[Dataset entries]
################
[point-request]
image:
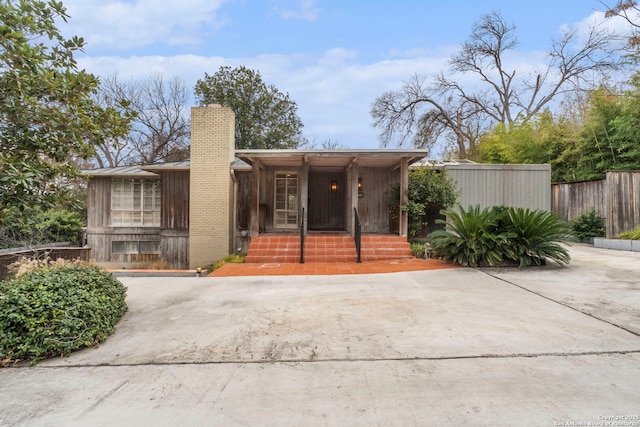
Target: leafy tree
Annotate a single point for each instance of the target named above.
(160, 126)
(543, 139)
(430, 110)
(265, 117)
(428, 192)
(610, 138)
(47, 116)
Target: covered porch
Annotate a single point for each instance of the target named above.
(322, 192)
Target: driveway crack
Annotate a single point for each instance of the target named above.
(586, 313)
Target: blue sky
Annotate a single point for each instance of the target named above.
(332, 57)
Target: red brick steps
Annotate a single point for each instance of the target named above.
(285, 248)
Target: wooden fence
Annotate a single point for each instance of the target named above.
(616, 198)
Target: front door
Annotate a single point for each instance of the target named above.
(326, 200)
(286, 201)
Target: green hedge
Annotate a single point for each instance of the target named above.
(52, 311)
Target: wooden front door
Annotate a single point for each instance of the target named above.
(327, 192)
(286, 201)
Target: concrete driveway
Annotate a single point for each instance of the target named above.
(545, 346)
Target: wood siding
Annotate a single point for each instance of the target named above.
(244, 184)
(373, 206)
(173, 234)
(99, 202)
(616, 198)
(174, 211)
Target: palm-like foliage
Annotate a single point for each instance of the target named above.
(487, 237)
(470, 238)
(536, 236)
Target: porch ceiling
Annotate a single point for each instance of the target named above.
(331, 159)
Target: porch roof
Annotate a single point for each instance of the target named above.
(380, 158)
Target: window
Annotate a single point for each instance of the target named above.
(135, 202)
(135, 247)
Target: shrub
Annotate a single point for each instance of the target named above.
(536, 236)
(417, 249)
(630, 235)
(36, 227)
(471, 237)
(52, 311)
(489, 237)
(587, 225)
(429, 191)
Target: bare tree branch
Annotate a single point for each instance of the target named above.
(447, 107)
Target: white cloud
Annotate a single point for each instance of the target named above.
(299, 9)
(120, 24)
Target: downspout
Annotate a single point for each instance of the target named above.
(234, 213)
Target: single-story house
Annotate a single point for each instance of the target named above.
(224, 201)
(191, 213)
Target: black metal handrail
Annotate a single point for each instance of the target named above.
(302, 238)
(357, 235)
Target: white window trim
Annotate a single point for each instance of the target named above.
(132, 209)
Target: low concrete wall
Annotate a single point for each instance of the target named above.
(617, 244)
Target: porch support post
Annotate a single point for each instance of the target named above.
(255, 199)
(304, 192)
(403, 216)
(353, 195)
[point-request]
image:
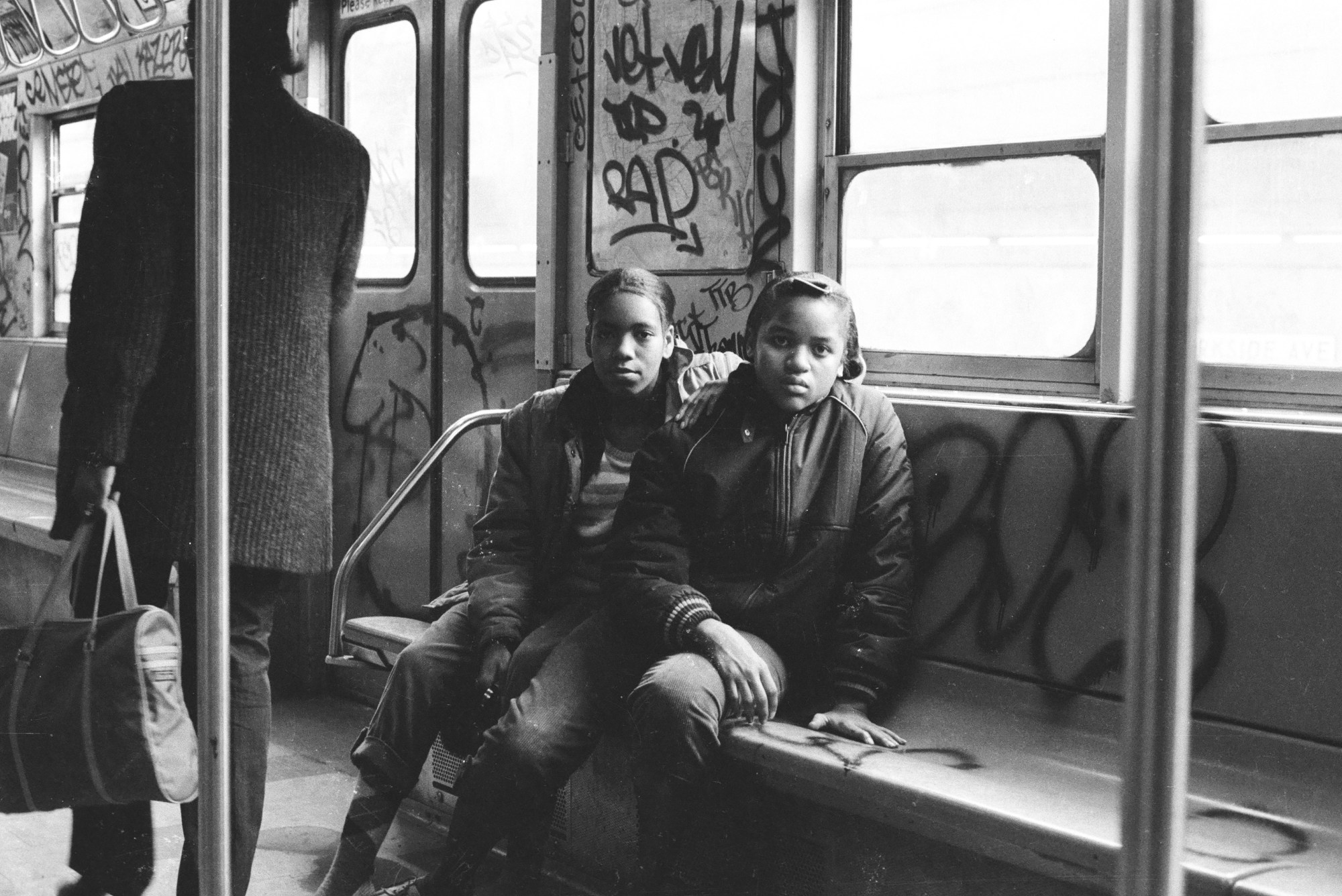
################
**Exercise**
This calls for an exact copy of all the entries above, with the pictures omitted.

**Solution below**
[point-request]
image:
Target: leafy tree
Annotate a single point for each instance of the target named above.
(160, 126)
(543, 139)
(430, 110)
(265, 117)
(428, 192)
(610, 138)
(47, 116)
Target: covered porch
Annotate a single point for each instance of the target named above.
(322, 192)
Target: driveway crack
Annotate a single point for each instance of the target named above.
(586, 313)
Target: blue sky
Annotate a single point for each instance of the target named above.
(332, 57)
Target: red brick steps
Annotate a single point for each instance of the target named above.
(285, 248)
Target: wooden fence
Annotate a single point for each instance of the target named above.
(616, 198)
Target: front door
Annotate a single point for each instance of the target named above.
(326, 200)
(286, 201)
Target: green hedge
Annotate a single point for each instance of the target named above.
(52, 311)
Target: wooden front door
Annotate a single point for each instance of the target named above.
(327, 192)
(286, 201)
Target: concrete driveway
Annotate a single point for each instance of the target named above.
(545, 346)
Target: wood siding
Annotate a single point for each instance of the target named above.
(244, 184)
(373, 206)
(173, 234)
(99, 202)
(616, 198)
(174, 211)
Target: palm-like foliage
Annotate a single point for each instance of the target named above.
(487, 237)
(470, 238)
(536, 236)
Target: porch ceiling
Annotate a single point for each instance of the target named above.
(331, 159)
Target: porch roof
Annotate a single point for each instance of the target named above.
(380, 158)
Target: window
Annotate a single point for each instance of the target named above.
(135, 202)
(135, 247)
Target: shrub
Annotate a single point for each instance of the target named above.
(536, 236)
(417, 249)
(630, 235)
(36, 227)
(471, 237)
(52, 311)
(489, 237)
(587, 225)
(429, 191)
Target: bare tree branch
Annotate a single point for each instance of the target named above.
(447, 107)
Target: white cloud
Annotate a single point for each instance of the target named above.
(299, 9)
(120, 24)
Target: downspout
Annotate a single point for each instance of the target named above.
(234, 213)
Target: single-story house
Annotate a single point for each instance of the target named above.
(224, 201)
(191, 213)
Target: black metal handrail
Annotate a single point for each instance of the target named above.
(302, 238)
(357, 235)
Target: white window trim
Annotate a single point for each instance of the target named above.
(132, 209)
Target: low concrete wall
Annotate a single point for each instance of the target named above.
(617, 244)
Target: porch support post
Annotate a single point for each instance of the target named above.
(255, 199)
(304, 192)
(403, 216)
(353, 195)
[point-request]
image:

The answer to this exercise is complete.